INFORMATION PROVIDED:
++++++++++++++++++++
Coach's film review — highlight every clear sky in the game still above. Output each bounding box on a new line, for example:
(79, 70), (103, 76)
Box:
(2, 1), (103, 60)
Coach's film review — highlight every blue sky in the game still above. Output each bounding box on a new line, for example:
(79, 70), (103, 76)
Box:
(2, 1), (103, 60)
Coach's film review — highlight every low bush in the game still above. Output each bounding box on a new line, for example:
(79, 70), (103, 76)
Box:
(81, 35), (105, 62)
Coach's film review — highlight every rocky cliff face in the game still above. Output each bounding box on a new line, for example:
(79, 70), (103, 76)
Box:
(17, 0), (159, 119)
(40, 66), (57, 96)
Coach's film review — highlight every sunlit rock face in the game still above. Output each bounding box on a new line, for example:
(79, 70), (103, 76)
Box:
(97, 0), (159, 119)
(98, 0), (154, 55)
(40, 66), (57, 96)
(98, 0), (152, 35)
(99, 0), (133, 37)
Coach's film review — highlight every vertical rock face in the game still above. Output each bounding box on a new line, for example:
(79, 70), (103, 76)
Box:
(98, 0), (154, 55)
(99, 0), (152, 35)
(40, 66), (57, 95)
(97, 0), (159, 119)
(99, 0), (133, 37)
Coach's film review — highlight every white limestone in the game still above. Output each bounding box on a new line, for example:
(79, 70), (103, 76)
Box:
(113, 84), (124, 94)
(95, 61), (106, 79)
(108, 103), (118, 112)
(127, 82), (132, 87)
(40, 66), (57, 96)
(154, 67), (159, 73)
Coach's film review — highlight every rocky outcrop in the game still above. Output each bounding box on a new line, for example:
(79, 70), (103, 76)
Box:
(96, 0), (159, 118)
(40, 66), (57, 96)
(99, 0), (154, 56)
++++++++++++++++++++
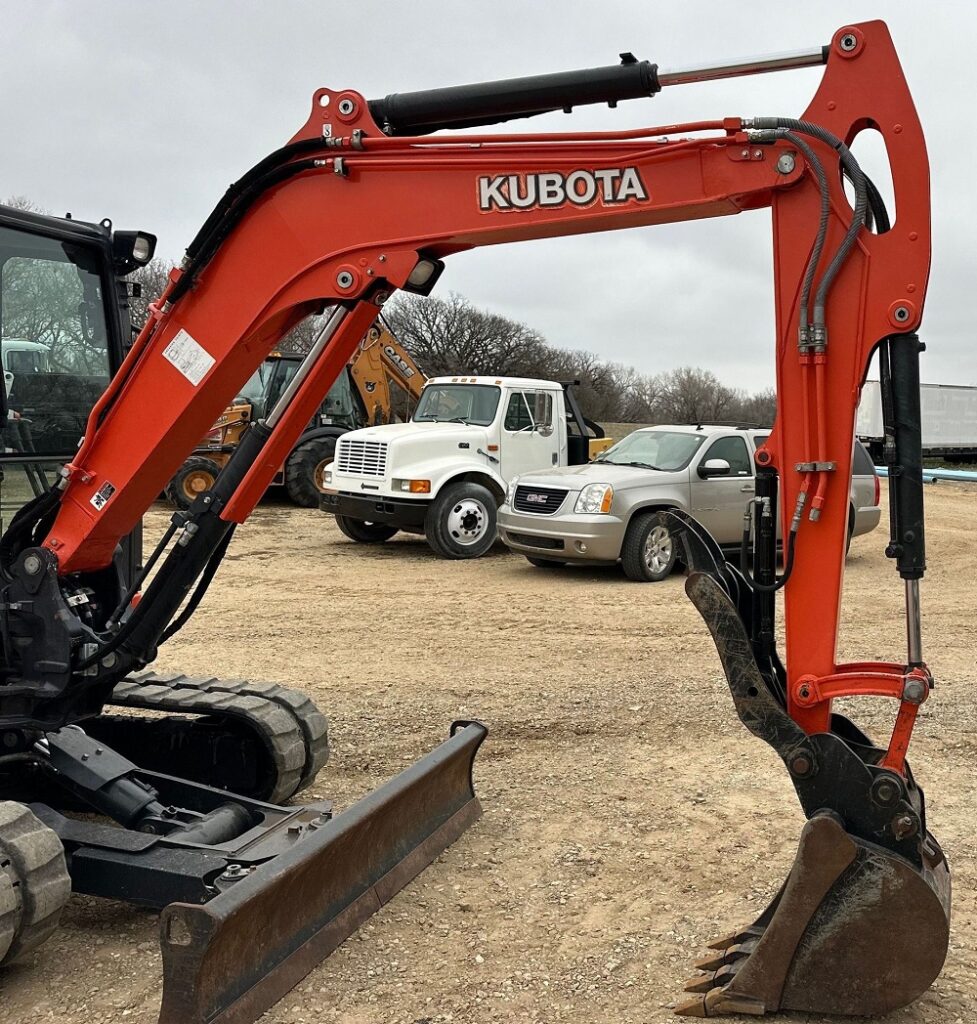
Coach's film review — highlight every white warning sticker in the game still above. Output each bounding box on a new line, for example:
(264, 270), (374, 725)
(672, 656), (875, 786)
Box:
++++++++++++++++++++
WORK ITEM: Check every line above for the word "white" and copy those that have it.

EXERCISE RESULT:
Coach's film review — highlight every white limestone in the game still above. Output each bounding box on a new line, for example:
Coach's film review — highlight every white warning sticker in the game still above. Output each bounding box on a new line, for example:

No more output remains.